--- Start Record extracts ---
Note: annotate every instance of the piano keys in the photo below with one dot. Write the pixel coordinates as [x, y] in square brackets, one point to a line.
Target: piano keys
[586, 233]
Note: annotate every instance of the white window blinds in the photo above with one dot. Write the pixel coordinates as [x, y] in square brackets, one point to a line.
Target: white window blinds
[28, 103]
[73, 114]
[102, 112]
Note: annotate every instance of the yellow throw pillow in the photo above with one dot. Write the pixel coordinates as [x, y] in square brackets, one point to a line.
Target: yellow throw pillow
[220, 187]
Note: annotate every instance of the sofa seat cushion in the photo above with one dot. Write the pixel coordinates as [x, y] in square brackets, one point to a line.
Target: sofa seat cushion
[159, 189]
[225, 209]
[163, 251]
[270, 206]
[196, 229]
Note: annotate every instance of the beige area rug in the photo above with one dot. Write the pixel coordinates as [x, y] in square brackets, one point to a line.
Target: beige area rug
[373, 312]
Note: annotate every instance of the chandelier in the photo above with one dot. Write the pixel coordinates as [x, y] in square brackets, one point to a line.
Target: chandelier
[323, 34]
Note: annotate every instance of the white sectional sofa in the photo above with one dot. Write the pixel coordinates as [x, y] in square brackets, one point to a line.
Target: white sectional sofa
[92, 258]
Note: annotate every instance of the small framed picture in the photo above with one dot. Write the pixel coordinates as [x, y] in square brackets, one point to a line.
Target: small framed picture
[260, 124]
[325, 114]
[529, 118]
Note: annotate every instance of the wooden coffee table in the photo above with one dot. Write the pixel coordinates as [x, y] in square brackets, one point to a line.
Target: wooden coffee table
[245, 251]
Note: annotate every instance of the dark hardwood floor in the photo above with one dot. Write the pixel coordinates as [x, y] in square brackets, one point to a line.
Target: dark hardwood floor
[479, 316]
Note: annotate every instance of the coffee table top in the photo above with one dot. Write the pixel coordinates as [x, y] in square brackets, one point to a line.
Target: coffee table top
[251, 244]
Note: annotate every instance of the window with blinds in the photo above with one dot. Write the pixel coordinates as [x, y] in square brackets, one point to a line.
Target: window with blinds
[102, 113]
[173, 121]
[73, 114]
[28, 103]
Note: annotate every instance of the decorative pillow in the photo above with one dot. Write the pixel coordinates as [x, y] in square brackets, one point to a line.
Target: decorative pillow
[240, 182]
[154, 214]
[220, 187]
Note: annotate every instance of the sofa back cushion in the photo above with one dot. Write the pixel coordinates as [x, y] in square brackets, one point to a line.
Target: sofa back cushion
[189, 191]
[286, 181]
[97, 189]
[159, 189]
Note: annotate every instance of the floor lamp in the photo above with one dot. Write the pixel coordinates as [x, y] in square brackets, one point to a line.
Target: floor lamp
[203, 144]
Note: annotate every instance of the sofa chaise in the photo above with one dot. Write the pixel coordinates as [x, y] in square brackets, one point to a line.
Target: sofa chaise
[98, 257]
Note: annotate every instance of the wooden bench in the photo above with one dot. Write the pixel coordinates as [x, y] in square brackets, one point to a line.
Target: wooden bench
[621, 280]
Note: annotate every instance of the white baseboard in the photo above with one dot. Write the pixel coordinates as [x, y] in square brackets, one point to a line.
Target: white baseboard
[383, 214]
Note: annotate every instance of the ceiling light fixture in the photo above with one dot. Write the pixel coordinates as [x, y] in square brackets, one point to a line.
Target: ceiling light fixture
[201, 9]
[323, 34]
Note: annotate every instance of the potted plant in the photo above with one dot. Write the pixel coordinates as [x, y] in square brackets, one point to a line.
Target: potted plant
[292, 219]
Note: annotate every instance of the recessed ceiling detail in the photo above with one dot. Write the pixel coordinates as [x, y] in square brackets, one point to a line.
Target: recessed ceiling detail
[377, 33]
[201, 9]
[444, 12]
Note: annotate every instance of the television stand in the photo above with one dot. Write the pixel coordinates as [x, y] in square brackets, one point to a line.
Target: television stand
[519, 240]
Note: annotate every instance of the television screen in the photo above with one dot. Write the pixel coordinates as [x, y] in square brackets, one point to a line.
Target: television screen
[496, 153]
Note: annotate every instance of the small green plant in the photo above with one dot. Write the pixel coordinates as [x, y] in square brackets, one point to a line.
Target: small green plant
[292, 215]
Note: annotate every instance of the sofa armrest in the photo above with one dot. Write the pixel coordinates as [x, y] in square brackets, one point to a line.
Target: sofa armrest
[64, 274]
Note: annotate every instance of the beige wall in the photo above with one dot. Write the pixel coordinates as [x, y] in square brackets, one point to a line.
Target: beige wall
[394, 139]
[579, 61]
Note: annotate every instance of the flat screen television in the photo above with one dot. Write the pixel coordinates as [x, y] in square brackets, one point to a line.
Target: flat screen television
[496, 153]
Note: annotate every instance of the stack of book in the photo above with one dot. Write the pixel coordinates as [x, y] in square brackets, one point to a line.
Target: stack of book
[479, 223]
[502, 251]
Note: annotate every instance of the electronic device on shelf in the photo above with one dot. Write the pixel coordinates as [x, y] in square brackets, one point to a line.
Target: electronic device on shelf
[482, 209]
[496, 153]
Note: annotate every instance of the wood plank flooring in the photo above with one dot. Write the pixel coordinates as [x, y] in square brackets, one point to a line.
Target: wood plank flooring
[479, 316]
--- End Record extracts ---
Locate the line that contains "Note: annotate every instance of the flat". Repeat it and every line after it, up to and including the final line, exactly.

** Finished exercise **
Note: annotate every instance of the flat screen television in the photo above with one dot. Write the pixel coordinates as [x, y] in square brackets, one point to a line.
Target: flat screen television
[496, 153]
Note: annotate every instance of the stack of book in the photo above with one dot. Write the pixel coordinates as [x, y] in square brackets, one point to a line.
Target: stack of book
[479, 223]
[502, 251]
Note: annotate every instance of the electronic device on shelf in the photo above with one dot. Write the pixel coordinates as [x, y] in square brackets, one point to a line.
Target: electronic device on shelf
[482, 209]
[496, 153]
Note: annotate every instance of the wood plank flooring in the photo above with one dot. Write the pixel coordinates as [x, y] in square brackets, one point to a line.
Target: wood plank flooring
[479, 316]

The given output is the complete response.